▶ [ASSIGNED TASK]
To complete this task, print all the data below exactly but leave out the images.

▶ [DATA FOR THE TASK]

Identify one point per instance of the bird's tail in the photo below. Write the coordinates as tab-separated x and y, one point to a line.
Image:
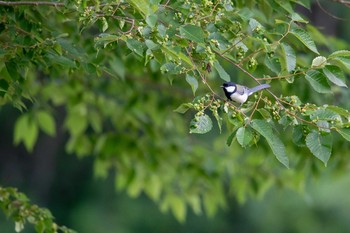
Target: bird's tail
258	88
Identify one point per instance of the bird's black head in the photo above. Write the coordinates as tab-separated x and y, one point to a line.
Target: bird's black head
229	88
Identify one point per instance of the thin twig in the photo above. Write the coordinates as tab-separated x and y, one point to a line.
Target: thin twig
56	4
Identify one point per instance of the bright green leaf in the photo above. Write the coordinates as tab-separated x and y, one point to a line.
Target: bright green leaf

▶ [SOLUTION BELOW]
Identify one point per instance of the bird's tail in the photo below. Write the coordinates as tab-separated x and y, one point to a line.
Image:
Target: bird's tail
258	88
Identify one point per instance of the bird's black head in the photo above. Write the coordinates as tab-separated x and y, one point to a line.
Target: bird's black head
229	88
Identify one point per instance of the thin twig in the photo above. Write the coordinates as tab-separated x and y, one point to a line.
Target: thin twig
56	4
Identify one point per instance of the bright green leaf in the photo above. Write the coordinates as tab-separated x and y, one point to a line.
Target: bright green leaf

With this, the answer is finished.